You're all just meat on a slab to me, said the doctor, as I blushingly eased myself onto the examination trolley, dreading my annual pap smear. It was OK for him - he does hundreds of them a year but for a relatively modest gal who had never even seen him before turning herself in a pornographic letter 'Y', it wasn't so common. To add more fuel to my already fire-red face, the window of the examination room directly faced out onto the Greensborough line and the blinds were open. "Er, Doctor P, would you mind closing those blinds? I don't want to give the Eltham folk a free peep show on the way home."
He rolled his eyes, leaned over to snap them shut with his left hand while still inserting some kind of enormous stapler inside me with his right.
"Oh and doctor? I'm MillyMoo, it's nice to meet you. What's your name?"

Insomnia - sounds more like an exotic holiday destination: "Dina's just choofed off to Insomnia for a fortnight of wine, men and song, the lucky duck..." Instead, it's the term used for a protracted period of sleep deprivation that is also adopted with inhumane enthusiasm by international torture experts. There's nothing lonelier than lying awake at 3.00am hearing the sound of regular breathing beside you (or outboard motor-loud snoring) knowing that you won't be heading in the same blissful direction and it sure as hell doesn't prepare you for a two hour meeting after lunch on 'strategic performance indicators' when your eyes look and feel like fractured jaffas.

It only takes a second to take it out said the medical researcher after spending close to one hour inserting a lubricated tube up my nose, down my throat and attaching the end to a scary-looking refrigerator that measured my stomach waves. And yes, she was right - it did only take a few seconds to pull out the tube faster than going about on a Sydney-to-Hobart racing skiff, but the demonic little valve on the end was sharply angled for insertion, not removal and sliced my throat and inside of my nose like a whip as it departed. Luckily for the researcher I was too busy staggering about the room in shock and agony to ram her head into the sharps bin.

10 comments:

redcap said...

Two words: paper cut.

Abas KS said...

Oh, gosh.

You were Tortured!

I was tortured too.

An entire evening of having an undisclosed size of cotton swab..in the..oh..no..it is too personal to mention..

Anyway it was surgery related situation.

Do you want to exchange links with my Movie Special blog?

* _Extracted data_:

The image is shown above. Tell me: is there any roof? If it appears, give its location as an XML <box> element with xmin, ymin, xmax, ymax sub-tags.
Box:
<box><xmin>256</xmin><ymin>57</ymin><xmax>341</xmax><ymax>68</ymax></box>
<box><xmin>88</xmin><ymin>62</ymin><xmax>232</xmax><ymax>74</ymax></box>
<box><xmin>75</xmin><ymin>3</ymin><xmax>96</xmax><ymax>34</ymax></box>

* _Try it_:
Continue the blog excerpt about the writer's medical ordeals and sleepless nights, starting after its final line.

* _Answer to this problem_:
Anonymous said...

uaMillymoo should visit www.fedupwithadditives.com and have a good read. It's possible her IBS is allergy related..........Most foods these days seem to contain more additives than actual nutrition. On a more serious note, a check for bowel cancer? (Sorry to worry you.)

Unknown said...

Very interesting view! Dr. John told me to visit, great time!

Bungz said...

O.M.G!!! You were unlucky or what?!!!

Margaret said...

Holy Crap.

Two months now I've been going through the same thing. I can't eat anything and everything has been outruled. Now I'm told to "eat more often" for some odd reason. Dr. seems to think that skipping breakfast and sometimes lunch for so long has taken a toll on my digestive system.

I'm afraid to eat more often.

-Margie
(Guided to your blog by a super great fellow who sometimes dresses funny.)

Anonymous said...

I enjoy reading your very funny blogs and would like to read other blogs by other people, but I'm newish to computers and don't know how to go about finding them. Yours was mentioned in Samela Harris's column, that's how I found you. Can you tell me any other blog sites I might find funny/interesting? Please?

Louisiana said...

this was hillarious and true, i love the combo. i'm so grateful Dr.John sent us here to read, laugh and learn.

having a bad case of IBS, i can identified. mayo clinic release some studies on ibs and such...one step closer.

take care and keep on finding the funny in all...

Dr.John said...

This was a truly funny entry. I'm glad I recommended it.

Anonymous said...

This is gonna sting a little, then the phlebotomist misses the vein. Ow that F-----g hurts!